- REQUIRED WORK:
Copy out all the records exactly.

- DATA RECORDS:

>> START

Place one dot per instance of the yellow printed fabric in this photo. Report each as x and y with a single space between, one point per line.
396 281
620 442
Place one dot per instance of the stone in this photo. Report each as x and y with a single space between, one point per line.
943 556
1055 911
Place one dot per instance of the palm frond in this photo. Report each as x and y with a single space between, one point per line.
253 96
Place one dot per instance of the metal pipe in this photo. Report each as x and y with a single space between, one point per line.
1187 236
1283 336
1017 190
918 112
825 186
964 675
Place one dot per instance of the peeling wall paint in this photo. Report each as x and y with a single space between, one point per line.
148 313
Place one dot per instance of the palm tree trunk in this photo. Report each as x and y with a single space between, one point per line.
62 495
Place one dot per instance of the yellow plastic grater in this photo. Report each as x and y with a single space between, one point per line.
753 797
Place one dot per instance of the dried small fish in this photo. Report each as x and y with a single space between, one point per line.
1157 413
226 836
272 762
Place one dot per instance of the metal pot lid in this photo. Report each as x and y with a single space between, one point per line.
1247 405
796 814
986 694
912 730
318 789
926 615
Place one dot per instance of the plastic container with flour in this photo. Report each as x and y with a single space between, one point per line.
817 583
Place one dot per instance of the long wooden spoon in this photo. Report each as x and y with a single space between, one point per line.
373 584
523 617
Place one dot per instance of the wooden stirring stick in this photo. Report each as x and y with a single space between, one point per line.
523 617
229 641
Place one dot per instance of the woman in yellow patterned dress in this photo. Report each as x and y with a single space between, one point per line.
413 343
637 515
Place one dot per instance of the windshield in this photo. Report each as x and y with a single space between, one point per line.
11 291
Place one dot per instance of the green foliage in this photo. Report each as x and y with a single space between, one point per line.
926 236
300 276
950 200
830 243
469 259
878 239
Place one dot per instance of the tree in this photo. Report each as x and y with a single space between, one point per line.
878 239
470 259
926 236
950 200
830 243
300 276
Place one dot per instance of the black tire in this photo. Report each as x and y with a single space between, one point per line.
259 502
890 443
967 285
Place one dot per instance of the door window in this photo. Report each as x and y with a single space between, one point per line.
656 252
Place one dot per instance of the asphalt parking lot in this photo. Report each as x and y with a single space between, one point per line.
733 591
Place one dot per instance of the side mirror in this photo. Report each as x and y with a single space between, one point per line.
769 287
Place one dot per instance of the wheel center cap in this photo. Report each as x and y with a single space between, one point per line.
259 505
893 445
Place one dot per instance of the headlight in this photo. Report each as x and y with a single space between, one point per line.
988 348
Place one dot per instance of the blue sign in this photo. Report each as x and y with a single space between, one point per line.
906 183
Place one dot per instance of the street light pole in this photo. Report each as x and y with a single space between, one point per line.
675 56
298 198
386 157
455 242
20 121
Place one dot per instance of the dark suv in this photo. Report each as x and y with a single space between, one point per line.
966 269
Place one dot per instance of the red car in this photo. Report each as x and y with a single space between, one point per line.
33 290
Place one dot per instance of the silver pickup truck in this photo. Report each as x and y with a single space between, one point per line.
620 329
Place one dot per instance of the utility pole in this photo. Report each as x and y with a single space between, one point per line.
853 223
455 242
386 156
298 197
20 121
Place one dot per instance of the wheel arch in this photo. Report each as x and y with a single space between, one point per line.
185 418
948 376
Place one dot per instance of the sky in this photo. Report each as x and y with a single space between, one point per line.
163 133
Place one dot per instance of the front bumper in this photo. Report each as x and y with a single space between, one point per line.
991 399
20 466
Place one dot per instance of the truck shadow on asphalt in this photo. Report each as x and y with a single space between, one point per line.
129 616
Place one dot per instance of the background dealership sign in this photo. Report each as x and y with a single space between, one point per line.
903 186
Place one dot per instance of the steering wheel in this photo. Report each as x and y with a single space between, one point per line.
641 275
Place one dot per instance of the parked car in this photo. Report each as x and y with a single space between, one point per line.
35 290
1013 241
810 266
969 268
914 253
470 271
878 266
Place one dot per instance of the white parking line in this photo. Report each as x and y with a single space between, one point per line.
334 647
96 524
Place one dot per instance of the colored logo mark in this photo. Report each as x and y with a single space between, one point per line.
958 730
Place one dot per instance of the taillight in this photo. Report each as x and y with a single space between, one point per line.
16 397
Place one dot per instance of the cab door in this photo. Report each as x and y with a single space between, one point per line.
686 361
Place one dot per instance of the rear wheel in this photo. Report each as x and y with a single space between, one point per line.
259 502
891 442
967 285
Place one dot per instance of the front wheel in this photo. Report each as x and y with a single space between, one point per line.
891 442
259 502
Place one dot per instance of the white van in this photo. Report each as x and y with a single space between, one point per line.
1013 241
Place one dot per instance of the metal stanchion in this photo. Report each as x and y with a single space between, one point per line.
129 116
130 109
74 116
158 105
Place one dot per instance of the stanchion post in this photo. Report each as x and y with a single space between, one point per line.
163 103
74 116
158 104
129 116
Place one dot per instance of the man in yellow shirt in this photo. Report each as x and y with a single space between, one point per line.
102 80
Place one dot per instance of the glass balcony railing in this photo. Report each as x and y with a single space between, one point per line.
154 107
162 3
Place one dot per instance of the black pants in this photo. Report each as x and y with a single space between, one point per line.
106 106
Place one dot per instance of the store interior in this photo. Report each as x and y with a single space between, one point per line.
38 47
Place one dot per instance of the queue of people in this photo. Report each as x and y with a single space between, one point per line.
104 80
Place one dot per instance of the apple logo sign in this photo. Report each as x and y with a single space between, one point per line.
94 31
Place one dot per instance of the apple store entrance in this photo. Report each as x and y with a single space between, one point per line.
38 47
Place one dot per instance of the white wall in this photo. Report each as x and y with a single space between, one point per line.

>> END

- WRITTEN RESPONSE:
Place one dot per instance of the yellow printed fabric in this photo. Report each as x and y with a single space between, one point per line.
396 281
620 442
Place one dot per instance of the stone in this photo. Report each as x and y with a single space between, one point per line.
943 556
1055 911
Place one dot per instance of the palm frond in this photo. Report each as x and y with a single space between, one point per line.
253 96
Place one dot per instance of the metal pipe in this photo. Report each as x and y with a single space between, one point per line.
1187 236
1283 336
1017 190
918 112
825 186
964 675
Place one dot per instance of the peeling wall paint in this photo. Report each as x and y with a single space between, one point per line.
148 313
Place one dot per instance of the palm tree trunk in this photo. Report each as x and y with a single space between, one point per line.
62 495
Place one dot per instance of the yellow plastic grater in this photo. Report each as x and y with a single space between, one point per line.
753 797
Place one dot per instance of the dried small fish in this photo. Report each as x and y with a single space between, one point per line.
1157 413
226 836
272 762
Place one dot per instance of the metal pot lid in this photo. Report each as x and y with a single space between, one point per line.
1247 405
796 814
986 694
912 730
318 789
926 615
Place one dot per instance of the plastic container with flour in this photo. Report each as x and y with a single space between, one point per line.
817 583
Place one dot per instance of the long wooden spoon in this photo. Report each as x and y with a single space between, one point per line.
373 584
523 617
Place one dot per instance of the wooden stirring stick in this photo. Report each as x and y with a single space between, one point per line.
523 617
229 641
Place one dot per instance of the woman in yellow patterned dress in this photo. Report each as x and y with a single space between, one point per line.
413 343
637 515
Place one dot per instance of the windshield in this photo. Report each as x and y with a single space between, one point per line.
11 291
Place one dot per instance of the green foliage in this photo. Report each as x and y with a single space between, one point per line.
926 236
300 276
950 200
830 243
469 259
878 239
Place one dot per instance of the tree in this photo. Report each as x and y with a single space between, one point per line.
878 239
470 259
926 236
950 200
830 243
300 276
Place one dot per instance of the black tire in this photo. Report each as x and y with a single space between, one point per line.
259 502
890 443
967 285
Place one dot per instance of the door window in this photo. Report each as x and y with a single space between, one point per line.
656 252
Place one dot per instance of the asphalt parking lot in this photo. Report each as x and y with a single space between, one point per line.
733 591
Place one dot per instance of the side mirror in this photo. Report each as x and y with a single space between, one point per line.
769 287
Place one dot per instance of the wheel center cap in this photo. Report each as x and y with a single space between, one point per line.
259 505
893 445
Place one dot per instance of the headlight in this photo. Report each as x and y with a single space between, one point per line.
988 348
Place one dot per instance of the blue sign in this photo. Report each as x and y with a single space between, one point per line.
906 183
Place one dot per instance of the street light pole in this photo. Report each as x and y with a single space between, one point per line.
675 56
298 198
386 157
455 242
20 121
Place one dot per instance of the dark suv in this photo. Report each as x and y with a single space between, one point per line.
966 269
Place one dot per instance of the red car in this photo. Report each as x and y with a single space between, one point per line.
33 290
Place one dot per instance of the silver pickup truck in this photo. Report each as x and y with a single space between, one point per line.
620 329
Place one dot per instance of the utility pole in this photo. Report each as x and y with a single space between, one point per line.
853 223
455 242
386 156
298 197
20 121
Place one dot per instance of the wheel arch in this photo. Report each as x and y with a single space between, one point per line.
185 418
948 376
Place one dot per instance of the sky in this photo. Report each as x and y with a single space between, one point per line.
163 133
Place one dot per instance of the front bumper in this photo. Report each as x and y with a single space between, one point per line.
991 399
20 466
Place one dot per instance of the truck shadow on asphalt in this photo. Report each as x and y with a single space between, one point per line.
129 616
Place one dot per instance of the background dealership sign in this photo. Report each as x and y with a single space between, one point per line.
903 186
Place one dot per instance of the steering wheel in this photo. Report each as x and y with a single space between, one point per line.
641 275
Place one dot per instance of the parked car in this photo. Report each as x and y with a single space between, one point per line.
35 290
1013 241
810 266
969 268
914 253
470 271
878 266
Place one dot per instance of the white parking line in this photo. Report each as x and y with a single space between, one point per line.
334 647
96 524
Place one dot per instance of the colored logo mark in this photo. Report each as x and y with a single space between, one point per line.
958 730
Place one dot per instance of the taillight in this photo. Report each as x and y with a single space between, one point per line.
16 397
Place one dot per instance of the cab door in this photo. Report each as x and y with a single space between, one point per line.
686 361
Place one dot per instance of the rear wheel in this photo. Report each as x and y with a single space between, one point per line.
259 502
891 442
967 285
Place one dot per instance of the front wheel in this photo. Report each as x and y with a single space between, one point per line.
891 442
259 502
Place one dot per instance of the white van in this photo. Report each as x and y with a single space between, one point per line.
1013 241
Place one dot per instance of the metal stanchion in this photo. Report each as x and y with a single space between, one point per line.
129 116
130 109
74 116
158 105
Place one dot per instance of the stanchion post in this photo. Report each as x and y with a single space between, one point per line.
163 103
74 116
158 104
129 116
Place one dot per instance of the man in yellow shirt in this photo. Report each as x and y with a single space between, one point per line.
102 80
Place one dot per instance of the glass balcony railing in this photo. Report each as x and y with a single space between, one point per line.
154 107
162 3
Place one dot per instance of the black pants in this photo. Report each as x and y with a single space between, one point per line.
106 106
Place one dot per instance of the store interior in this photo. Report each as x and y with a single space between, one point per line.
38 47
Place one dot per instance of the queue of people in this photo. Report each as x and y with a single space between, one point per line.
104 80
Place one dot per instance of the apple logo sign in this photo. Report each as x and y with a single space between, one point per line.
94 31
Place one dot per instance of the apple store entrance in this photo. Report each as x and y with a single space between, one point per line.
38 47
Place one dot per instance of the white wall in this photo. Report each as x and y with a single space between, one point per line.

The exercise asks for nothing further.